**DIRECTIONS**. Take the data below and repeat it exactly.

**GIVEN INFORMATION**.
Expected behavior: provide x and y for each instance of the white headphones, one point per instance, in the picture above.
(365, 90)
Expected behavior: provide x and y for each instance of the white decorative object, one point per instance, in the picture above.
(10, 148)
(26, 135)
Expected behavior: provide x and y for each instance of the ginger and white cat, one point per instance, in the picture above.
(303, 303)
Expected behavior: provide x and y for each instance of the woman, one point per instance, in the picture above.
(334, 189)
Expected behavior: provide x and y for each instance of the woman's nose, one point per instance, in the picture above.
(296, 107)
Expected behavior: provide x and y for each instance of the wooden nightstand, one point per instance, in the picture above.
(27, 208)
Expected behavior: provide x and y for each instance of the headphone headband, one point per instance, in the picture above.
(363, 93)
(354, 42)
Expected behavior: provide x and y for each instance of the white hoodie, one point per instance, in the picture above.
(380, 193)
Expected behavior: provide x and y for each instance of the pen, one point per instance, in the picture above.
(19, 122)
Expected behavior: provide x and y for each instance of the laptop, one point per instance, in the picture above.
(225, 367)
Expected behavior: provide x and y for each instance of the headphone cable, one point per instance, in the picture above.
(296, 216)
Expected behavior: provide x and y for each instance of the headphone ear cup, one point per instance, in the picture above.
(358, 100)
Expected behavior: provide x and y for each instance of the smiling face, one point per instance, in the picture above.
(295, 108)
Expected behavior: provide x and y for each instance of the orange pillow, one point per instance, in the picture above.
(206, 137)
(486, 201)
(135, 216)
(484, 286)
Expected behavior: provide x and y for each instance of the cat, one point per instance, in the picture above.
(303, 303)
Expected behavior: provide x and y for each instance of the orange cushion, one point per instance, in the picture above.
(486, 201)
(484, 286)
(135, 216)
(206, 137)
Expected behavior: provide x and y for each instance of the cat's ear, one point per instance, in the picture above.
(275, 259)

**RESULT OF THIS EXERCISE**.
Expected behavior: provide x and y for each instance of the white headphones, one point per instance, in the picture above.
(365, 90)
Expected behavior: provide x and y for each instance of the white decorative object, one point per instance, in the picture above.
(10, 148)
(26, 135)
Expected behavior: provide x and y for each instance of the ginger and white cat, one point per instance, in the picture above.
(303, 303)
Expected behavior: provide x and y for each instance of the woman, one point per instance, in the picture above.
(334, 189)
Expected behavior: provide x and y for each instance of the woman's nose, one point per instance, in the picture above.
(296, 107)
Expected behavior: provide x and y for each instance of the wooden nightstand, one point per instance, in the picture above.
(27, 208)
Expected behavior: provide x and y for each instance of the headphone headband, one point per instance, in the picture above.
(363, 93)
(354, 42)
Expected behavior: provide x and y for each instance of the white hoodie, one point per instance, in the picture above.
(380, 193)
Expected behavior: provide x and y for each instance of the pen, one point per instance, in the picture above.
(19, 122)
Expected behavior: provide x and y for each instance of the laptop, one point per instance, in the picture above.
(225, 367)
Expected behavior: provide x and y for each instance of the headphone cable, one point per instance, in the picture above.
(296, 216)
Expected behavior: provide x and y for each instance of the headphone ear cup, one point per instance, in the picture above.
(358, 100)
Expected behavior: provide x and y for each instance of the smiling face, one point per instance, in the picture above.
(295, 108)
Expected behavior: provide x and y for each instance of the orange pillow, one point per instance, in the picture above.
(206, 137)
(486, 201)
(135, 216)
(484, 286)
Expected behavior: provide x and y for each instance of the cat, one point per instance, in the picture above.
(303, 303)
Expected behavior: provide x and y for each instance of the orange cushion, one point per instance, in the picture above.
(486, 201)
(484, 286)
(135, 216)
(206, 137)
Expected behavior: provide x and y for each instance of the cat's ear, one point per instance, in the picture above.
(275, 259)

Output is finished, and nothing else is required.